▸ Passage shown
** Begin **
With ‘Keep The Family Close’, there’s a bit of switch up in sound for Drake. The production is hollow, a bit more live than usual. A track that truly sets the stage for ‘Views’.
‘Yeah, for the dogs dem, you know‘, Drake whispers before he launches into the record’s first full on rap song. Falling in line with the record’s theme, ‘9′ cheekily tips its hat to Drake’s influence on Toronto and his allegiance to his city. Not the strongest song…but guiding us along to something strong that’s right around the corner.
‘U With Me?’
Ah. So we greet introspective, reminiscent Drake three tracks deep. Instead of getting in his feelings, Drake confronts an ex who still plays hot and cold after all the years. Could it be about Rihanna? The lyric “remember you was livin’ at the London for a month/Service elevator up to 4201/We was still a secret, couldn’t come in through the front” has us thinking…
Also, that vocal performance at the end of the third verse. We got you, Papi.
‘Feels No Way’
Now that Drake’s back in Toronto, an old love has resurfaced to remind him of what he left when he fled the city; her. We think he’ll be ok, girl…
Drake taps into Majid Jordan’s world thanks to Jordan Ullman, half of the moody pop duo, on the production board. The nostalgic, synth driven beats bring out the best in Drake’s voice. 100% an album highlight.
** End **
▸ Prompt 1
Copy the stretch of the records from their first line through the line containing "POLYGON ((180 54, 180", with both ends included.

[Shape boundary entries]
** Begin **
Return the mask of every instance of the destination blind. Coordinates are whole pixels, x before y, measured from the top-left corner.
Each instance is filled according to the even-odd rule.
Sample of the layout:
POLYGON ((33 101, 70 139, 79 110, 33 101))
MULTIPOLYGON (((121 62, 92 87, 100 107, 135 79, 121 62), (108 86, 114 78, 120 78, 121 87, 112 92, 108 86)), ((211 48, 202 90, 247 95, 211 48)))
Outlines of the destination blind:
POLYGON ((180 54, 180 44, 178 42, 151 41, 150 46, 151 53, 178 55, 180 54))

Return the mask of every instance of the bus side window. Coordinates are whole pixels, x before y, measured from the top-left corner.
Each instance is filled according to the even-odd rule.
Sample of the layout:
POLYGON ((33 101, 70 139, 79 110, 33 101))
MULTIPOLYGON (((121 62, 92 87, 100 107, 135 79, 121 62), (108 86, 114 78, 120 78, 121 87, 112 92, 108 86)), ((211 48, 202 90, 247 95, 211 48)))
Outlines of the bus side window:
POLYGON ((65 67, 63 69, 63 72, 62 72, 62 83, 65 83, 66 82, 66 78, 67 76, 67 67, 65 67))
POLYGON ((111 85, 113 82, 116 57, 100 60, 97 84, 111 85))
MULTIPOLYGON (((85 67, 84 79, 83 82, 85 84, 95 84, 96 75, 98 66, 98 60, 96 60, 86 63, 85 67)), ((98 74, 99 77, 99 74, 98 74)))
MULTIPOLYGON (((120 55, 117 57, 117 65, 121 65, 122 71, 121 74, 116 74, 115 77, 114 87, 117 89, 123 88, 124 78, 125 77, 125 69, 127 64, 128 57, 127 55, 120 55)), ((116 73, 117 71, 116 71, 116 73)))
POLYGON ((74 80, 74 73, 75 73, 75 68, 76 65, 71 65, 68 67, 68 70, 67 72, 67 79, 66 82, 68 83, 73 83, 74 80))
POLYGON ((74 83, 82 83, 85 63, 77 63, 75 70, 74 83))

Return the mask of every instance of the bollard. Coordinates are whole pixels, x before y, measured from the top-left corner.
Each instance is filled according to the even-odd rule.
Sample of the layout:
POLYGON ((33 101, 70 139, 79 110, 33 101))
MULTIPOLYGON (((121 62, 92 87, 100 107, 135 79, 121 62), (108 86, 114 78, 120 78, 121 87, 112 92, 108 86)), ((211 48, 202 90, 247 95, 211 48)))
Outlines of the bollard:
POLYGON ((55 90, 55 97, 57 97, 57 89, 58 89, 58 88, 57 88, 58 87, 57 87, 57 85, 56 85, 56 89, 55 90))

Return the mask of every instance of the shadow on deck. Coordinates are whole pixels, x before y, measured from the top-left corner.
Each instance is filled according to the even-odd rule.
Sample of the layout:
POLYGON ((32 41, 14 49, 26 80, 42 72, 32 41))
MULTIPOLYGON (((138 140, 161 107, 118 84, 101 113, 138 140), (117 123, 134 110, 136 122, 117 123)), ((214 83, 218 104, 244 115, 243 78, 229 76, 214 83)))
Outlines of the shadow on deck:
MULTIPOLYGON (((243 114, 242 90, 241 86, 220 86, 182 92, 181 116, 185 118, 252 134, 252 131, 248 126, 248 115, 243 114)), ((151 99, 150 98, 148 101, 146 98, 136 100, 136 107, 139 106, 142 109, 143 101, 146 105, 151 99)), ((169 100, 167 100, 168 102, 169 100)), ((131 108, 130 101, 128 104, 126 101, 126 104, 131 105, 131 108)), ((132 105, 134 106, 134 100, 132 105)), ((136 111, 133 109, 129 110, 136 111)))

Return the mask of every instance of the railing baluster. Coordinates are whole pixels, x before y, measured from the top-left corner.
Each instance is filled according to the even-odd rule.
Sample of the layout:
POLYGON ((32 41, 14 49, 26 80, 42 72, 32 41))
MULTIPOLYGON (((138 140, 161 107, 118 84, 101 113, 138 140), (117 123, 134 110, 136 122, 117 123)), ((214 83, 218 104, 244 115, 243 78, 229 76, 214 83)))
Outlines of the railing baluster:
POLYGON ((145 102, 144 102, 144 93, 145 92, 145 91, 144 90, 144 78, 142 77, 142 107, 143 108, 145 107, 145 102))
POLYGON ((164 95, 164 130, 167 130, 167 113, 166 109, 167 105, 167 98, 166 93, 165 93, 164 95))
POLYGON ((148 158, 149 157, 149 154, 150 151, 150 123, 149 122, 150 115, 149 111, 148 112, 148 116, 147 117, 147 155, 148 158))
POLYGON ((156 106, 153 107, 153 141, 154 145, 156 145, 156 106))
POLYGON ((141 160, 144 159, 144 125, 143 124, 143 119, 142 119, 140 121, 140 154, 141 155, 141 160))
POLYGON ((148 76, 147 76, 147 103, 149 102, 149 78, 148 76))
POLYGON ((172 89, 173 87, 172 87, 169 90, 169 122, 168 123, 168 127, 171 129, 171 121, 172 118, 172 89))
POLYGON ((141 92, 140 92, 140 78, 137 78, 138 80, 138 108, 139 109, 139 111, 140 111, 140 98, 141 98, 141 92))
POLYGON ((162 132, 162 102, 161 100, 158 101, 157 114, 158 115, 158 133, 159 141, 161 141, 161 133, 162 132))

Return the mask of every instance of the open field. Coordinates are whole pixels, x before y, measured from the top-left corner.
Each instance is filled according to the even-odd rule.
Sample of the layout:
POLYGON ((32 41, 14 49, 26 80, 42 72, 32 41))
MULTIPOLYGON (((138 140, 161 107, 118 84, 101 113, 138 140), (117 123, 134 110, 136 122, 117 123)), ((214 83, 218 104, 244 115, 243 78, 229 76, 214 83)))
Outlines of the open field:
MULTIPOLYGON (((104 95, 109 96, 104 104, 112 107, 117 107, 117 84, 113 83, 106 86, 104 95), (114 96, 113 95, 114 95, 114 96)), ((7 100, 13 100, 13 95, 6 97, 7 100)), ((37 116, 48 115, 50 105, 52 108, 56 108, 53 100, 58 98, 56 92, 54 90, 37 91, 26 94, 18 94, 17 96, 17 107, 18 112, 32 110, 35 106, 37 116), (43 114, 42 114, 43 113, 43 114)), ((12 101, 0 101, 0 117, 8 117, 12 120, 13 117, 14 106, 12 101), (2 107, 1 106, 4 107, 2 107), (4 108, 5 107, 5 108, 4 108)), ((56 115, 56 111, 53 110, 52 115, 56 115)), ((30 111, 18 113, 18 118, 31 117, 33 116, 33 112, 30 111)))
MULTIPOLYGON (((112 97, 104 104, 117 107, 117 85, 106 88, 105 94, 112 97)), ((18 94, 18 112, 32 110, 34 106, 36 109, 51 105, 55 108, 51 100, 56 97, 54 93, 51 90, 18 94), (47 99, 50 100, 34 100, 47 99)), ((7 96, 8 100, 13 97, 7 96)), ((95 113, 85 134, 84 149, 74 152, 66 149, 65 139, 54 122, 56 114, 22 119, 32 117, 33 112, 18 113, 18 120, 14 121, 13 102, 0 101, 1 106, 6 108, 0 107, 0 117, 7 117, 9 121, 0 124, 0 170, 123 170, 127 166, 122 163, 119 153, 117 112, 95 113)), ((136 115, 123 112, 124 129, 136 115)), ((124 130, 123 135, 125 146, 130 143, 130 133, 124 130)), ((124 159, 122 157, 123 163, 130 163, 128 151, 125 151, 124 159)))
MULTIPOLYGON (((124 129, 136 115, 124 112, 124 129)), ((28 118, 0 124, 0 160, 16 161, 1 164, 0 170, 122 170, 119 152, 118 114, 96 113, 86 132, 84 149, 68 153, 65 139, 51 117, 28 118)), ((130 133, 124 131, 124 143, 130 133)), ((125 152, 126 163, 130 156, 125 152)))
** End **
▸ Prompt 2
Repeat the entire Drake album review word for word.

▸ Answer 1
Return the mask of every instance of the destination blind. Coordinates are whole pixels, x before y, measured from the top-left corner.
Each instance is filled according to the even-odd rule.
Sample of the layout:
POLYGON ((33 101, 70 139, 79 110, 33 101))
MULTIPOLYGON (((121 62, 92 87, 100 107, 135 79, 121 62), (108 86, 114 78, 120 78, 121 87, 112 92, 108 86)), ((211 48, 202 90, 247 95, 211 48)))
Outlines of the destination blind:
POLYGON ((180 54, 180 44, 178 42, 151 41, 150 46, 151 53, 178 55, 180 54))

▸ Answer 2
With ‘Keep The Family Close’, there’s a bit of switch up in sound for Drake. The production is hollow, a bit more live than usual. A track that truly sets the stage for ‘Views’.
‘Yeah, for the dogs dem, you know‘, Drake whispers before he launches into the record’s first full on rap song. Falling in line with the record’s theme, ‘9′ cheekily tips its hat to Drake’s influence on Toronto and his allegiance to his city. Not the strongest song…but guiding us along to something strong that’s right around the corner.
‘U With Me?’
Ah. So we greet introspective, reminiscent Drake three tracks deep. Instead of getting in his feelings, Drake confronts an ex who still plays hot and cold after all the years. Could it be about Rihanna? The lyric “remember you was livin’ at the London for a month/Service elevator up to 4201/We was still a secret, couldn’t come in through the front” has us thinking…
Also, that vocal performance at the end of the third verse. We got you, Papi.
‘Feels No Way’
Now that Drake’s back in Toronto, an old love has resurfaced to remind him of what he left when he fled the city; her. We think he’ll be ok, girl…
Drake taps into Majid Jordan’s world thanks to Jordan Ullman, half of the moody pop duo, on the production board. The nostalgic, synth driven beats bring out the best in Drake’s voice. 100% an album highlight.